[Your task]
Copy the records word for word, from the start through the line that contains "left=0, top=216, right=117, bottom=382", both ends included, leaving the pictures out of your copy.

╭──

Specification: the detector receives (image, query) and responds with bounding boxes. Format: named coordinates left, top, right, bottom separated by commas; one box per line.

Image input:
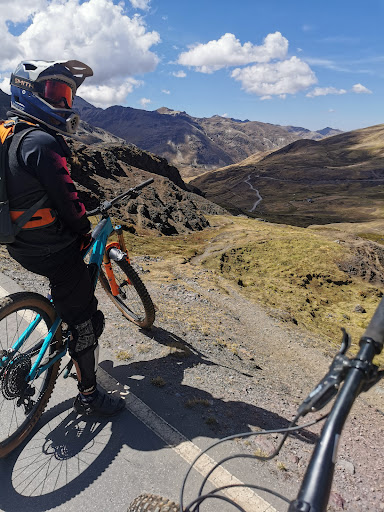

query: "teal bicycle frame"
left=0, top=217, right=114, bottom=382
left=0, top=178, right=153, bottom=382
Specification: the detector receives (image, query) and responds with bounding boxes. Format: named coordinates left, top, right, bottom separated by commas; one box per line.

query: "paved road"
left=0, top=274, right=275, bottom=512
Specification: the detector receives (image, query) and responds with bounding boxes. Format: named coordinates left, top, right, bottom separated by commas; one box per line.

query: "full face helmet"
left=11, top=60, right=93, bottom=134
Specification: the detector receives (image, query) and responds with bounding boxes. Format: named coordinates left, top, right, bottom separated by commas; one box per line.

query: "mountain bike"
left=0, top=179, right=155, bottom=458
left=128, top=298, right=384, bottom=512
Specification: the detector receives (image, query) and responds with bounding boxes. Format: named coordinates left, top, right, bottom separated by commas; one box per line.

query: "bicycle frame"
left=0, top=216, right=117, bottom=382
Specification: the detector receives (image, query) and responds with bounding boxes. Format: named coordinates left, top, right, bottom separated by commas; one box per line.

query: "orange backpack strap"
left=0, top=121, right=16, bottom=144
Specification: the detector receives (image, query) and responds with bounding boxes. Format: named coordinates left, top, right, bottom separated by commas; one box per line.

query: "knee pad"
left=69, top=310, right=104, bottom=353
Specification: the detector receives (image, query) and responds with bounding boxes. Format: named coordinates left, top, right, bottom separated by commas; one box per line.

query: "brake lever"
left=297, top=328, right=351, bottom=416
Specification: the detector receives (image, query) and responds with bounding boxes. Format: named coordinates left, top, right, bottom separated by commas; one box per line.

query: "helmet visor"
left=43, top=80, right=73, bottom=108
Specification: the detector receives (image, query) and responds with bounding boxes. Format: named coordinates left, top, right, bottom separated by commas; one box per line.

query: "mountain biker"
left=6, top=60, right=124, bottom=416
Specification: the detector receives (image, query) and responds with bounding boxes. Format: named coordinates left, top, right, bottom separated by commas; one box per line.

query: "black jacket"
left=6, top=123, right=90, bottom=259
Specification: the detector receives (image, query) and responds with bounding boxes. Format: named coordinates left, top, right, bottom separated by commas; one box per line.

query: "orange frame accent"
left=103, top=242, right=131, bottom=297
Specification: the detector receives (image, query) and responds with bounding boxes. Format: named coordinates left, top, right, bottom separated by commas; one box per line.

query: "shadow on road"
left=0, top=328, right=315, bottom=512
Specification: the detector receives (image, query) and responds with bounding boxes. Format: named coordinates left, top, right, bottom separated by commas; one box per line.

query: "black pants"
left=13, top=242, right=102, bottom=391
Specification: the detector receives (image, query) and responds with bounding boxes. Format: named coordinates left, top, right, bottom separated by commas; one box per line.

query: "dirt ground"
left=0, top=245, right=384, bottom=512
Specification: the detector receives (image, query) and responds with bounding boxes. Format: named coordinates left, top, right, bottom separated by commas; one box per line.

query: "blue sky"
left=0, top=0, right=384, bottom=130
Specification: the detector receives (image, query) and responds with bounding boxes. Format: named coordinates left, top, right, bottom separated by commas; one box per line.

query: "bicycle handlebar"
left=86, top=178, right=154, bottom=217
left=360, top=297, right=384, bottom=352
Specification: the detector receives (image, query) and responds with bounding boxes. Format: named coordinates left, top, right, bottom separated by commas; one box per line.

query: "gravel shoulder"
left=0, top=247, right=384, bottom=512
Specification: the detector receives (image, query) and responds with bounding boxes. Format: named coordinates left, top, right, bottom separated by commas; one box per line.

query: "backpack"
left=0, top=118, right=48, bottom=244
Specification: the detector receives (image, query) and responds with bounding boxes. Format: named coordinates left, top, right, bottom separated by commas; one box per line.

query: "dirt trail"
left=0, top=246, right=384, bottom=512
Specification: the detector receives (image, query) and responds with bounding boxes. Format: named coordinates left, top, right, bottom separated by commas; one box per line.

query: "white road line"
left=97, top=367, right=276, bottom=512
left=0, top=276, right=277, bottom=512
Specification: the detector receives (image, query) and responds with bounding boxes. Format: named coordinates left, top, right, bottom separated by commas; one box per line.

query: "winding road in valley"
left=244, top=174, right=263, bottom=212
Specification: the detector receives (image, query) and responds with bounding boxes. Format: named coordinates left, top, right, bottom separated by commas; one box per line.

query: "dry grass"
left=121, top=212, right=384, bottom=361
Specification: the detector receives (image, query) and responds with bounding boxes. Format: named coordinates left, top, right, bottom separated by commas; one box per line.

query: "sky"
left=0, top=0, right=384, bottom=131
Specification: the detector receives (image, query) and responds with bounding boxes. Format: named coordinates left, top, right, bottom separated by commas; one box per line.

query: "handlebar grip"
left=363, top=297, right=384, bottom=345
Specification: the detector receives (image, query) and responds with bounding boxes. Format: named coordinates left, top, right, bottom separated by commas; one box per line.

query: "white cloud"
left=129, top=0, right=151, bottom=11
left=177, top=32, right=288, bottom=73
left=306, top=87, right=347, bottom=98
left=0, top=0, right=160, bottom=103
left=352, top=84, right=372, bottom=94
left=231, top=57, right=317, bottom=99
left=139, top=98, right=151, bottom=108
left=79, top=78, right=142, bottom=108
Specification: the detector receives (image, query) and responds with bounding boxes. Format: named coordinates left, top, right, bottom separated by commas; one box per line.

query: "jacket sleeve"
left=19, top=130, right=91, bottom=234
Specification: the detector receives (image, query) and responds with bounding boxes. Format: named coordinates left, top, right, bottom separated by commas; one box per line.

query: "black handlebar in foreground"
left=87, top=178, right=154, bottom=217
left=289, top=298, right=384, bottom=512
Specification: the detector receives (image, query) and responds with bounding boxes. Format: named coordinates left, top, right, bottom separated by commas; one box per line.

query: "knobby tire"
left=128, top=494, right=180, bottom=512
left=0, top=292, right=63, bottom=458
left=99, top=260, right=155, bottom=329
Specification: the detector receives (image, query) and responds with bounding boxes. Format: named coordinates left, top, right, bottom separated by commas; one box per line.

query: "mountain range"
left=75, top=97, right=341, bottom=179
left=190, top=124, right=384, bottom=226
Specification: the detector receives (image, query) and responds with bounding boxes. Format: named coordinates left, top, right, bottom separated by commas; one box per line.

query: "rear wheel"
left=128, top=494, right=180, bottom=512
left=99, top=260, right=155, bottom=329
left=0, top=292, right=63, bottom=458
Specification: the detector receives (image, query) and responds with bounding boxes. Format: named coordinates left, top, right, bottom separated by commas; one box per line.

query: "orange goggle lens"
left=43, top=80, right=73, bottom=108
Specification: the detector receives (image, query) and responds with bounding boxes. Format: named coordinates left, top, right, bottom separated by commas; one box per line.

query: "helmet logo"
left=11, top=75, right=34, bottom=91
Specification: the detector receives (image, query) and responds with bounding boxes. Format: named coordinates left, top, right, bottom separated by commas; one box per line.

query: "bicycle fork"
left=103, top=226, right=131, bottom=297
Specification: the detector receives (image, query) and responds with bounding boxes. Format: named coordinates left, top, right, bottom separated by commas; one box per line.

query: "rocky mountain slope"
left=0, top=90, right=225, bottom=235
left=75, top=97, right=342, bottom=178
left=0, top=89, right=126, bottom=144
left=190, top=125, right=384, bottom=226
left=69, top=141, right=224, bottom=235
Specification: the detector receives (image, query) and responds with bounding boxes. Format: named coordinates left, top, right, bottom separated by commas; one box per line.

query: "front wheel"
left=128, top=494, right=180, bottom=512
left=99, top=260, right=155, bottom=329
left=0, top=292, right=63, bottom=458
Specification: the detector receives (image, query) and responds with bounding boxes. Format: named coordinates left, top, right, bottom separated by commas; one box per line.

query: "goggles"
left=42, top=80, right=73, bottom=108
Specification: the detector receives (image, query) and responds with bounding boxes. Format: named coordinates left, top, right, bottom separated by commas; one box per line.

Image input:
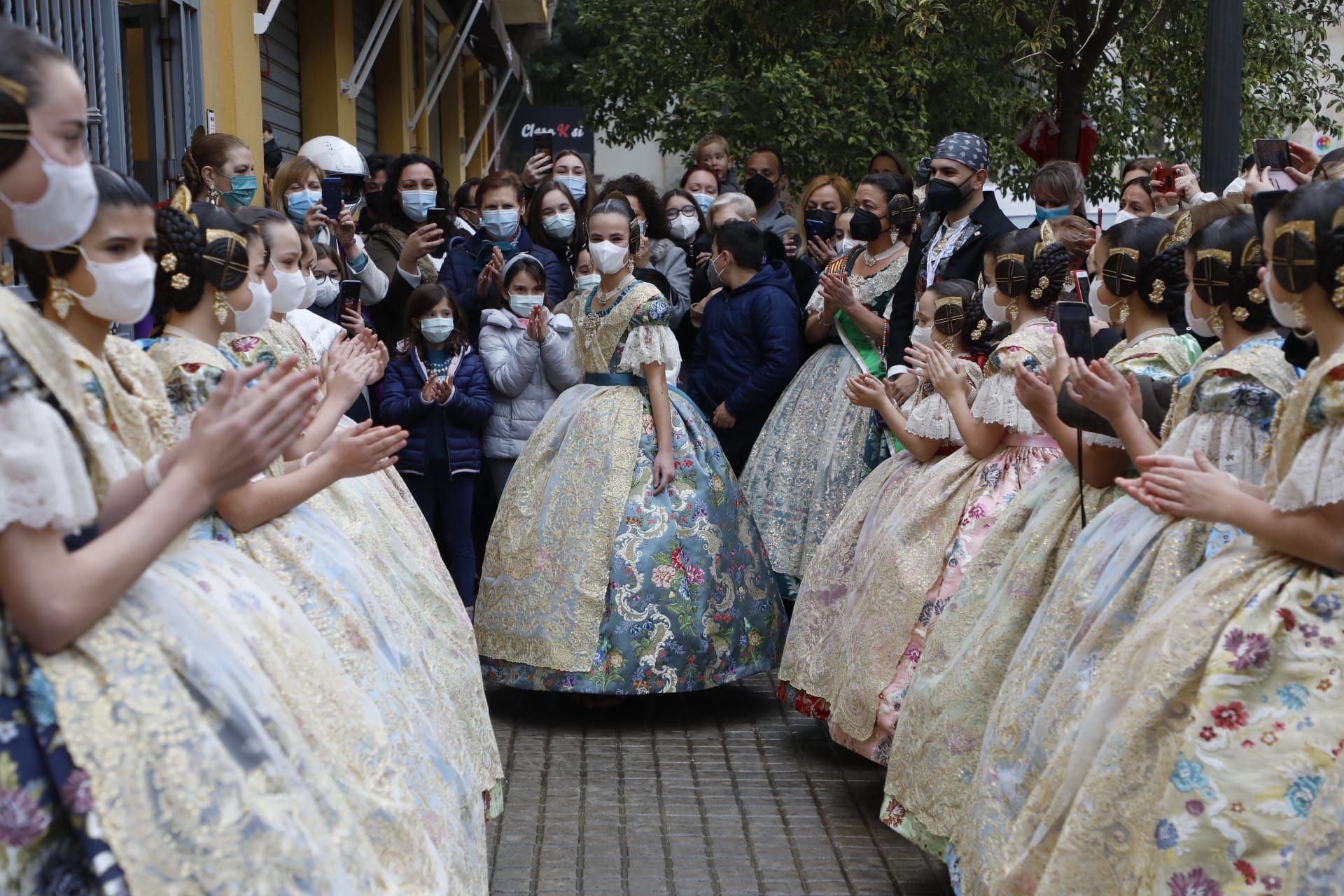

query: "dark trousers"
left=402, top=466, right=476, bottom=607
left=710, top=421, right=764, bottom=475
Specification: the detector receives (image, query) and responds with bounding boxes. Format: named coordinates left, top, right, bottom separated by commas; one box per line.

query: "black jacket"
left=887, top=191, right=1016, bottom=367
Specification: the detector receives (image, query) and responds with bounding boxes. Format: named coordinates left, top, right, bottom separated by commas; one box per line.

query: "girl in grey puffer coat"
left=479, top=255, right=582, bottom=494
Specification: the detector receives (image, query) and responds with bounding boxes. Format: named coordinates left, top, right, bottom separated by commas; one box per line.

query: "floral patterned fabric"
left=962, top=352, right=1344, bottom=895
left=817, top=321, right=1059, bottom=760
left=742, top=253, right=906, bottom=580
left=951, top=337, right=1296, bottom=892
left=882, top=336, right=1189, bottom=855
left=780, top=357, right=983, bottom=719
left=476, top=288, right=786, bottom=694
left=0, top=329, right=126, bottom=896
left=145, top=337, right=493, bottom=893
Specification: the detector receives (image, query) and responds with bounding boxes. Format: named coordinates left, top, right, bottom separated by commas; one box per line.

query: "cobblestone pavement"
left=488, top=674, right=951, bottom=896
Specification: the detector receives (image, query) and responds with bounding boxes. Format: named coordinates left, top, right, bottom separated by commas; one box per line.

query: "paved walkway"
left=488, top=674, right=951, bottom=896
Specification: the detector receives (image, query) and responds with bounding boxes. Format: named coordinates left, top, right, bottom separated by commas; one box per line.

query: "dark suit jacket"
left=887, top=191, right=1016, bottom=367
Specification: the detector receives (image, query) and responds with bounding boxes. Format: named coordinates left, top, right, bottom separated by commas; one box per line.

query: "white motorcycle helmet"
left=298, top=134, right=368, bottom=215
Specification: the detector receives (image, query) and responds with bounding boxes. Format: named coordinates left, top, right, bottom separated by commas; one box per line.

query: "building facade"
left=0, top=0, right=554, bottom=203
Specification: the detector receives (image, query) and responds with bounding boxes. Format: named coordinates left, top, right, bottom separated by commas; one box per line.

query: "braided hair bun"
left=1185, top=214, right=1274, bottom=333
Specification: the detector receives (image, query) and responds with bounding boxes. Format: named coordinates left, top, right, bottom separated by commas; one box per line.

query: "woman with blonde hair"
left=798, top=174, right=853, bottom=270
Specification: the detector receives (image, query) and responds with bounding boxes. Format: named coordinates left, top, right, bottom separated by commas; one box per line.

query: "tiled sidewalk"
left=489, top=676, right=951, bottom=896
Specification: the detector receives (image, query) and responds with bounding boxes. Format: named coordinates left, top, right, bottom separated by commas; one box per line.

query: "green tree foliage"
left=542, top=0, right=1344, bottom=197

╰──

[Reply to the task]
Specification: the detector receives (image, query) and responds with bounding boxes. Format: named coordinates left, top, right, bottom separated by commas; one box per line.

Image input:

query: "teal bicycle frame"
left=0, top=217, right=114, bottom=382
left=0, top=178, right=153, bottom=382
Specification: the detector receives (image, query) and responds with bounding boxes. Format: named coordinates left, top, right, bottom separated by commas; one box per line.

query: "paved road"
left=0, top=274, right=275, bottom=512
Specification: the detector receives (image, query) and responds with bounding boxes. Format: named coordinates left, top, right, bottom separated by commas; one box per line.

query: "full face helmet"
left=11, top=60, right=93, bottom=134
Specification: the detector receives (image, query) and responds with bounding boxes. Format: named coordinates left, top, right, bottom separated by commas; one box per line.

query: "mountain bike"
left=0, top=179, right=155, bottom=458
left=128, top=298, right=384, bottom=512
Specification: the detector receives (image, query) and responds with bounding boxes. Format: named coordinates left, top, right, bottom separated by commas; one box per line.

query: "bicycle frame"
left=0, top=216, right=117, bottom=382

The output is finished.